_Exercise goal:_ Here is a block of records. Copy every line in it that includes "instance".

▼

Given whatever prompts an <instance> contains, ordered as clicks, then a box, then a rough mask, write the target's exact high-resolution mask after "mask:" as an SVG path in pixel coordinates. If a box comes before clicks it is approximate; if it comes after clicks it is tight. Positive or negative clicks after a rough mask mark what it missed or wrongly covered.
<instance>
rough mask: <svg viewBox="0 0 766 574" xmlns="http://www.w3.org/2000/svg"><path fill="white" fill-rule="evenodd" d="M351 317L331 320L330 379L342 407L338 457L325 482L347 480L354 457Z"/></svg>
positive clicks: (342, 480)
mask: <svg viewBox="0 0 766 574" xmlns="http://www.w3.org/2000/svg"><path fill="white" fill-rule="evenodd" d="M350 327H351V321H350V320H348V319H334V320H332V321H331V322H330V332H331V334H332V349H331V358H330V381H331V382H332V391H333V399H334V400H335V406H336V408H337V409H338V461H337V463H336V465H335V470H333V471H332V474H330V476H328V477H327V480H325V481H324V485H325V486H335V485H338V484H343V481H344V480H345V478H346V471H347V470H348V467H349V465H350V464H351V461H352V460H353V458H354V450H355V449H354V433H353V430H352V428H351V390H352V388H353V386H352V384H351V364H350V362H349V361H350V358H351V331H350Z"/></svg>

▲

_Answer area:_
Given whatever prompts an <instance> contains, ordered as clicks, then a box, then a rough mask, write the target's exact high-resolution mask after "mask:" as an SVG path in pixel coordinates. If a box comes before clicks it is approximate; if it comes after clicks it is tight. Positive or negative clicks after a rough mask mark what it missed or wrongly covered.
<instance>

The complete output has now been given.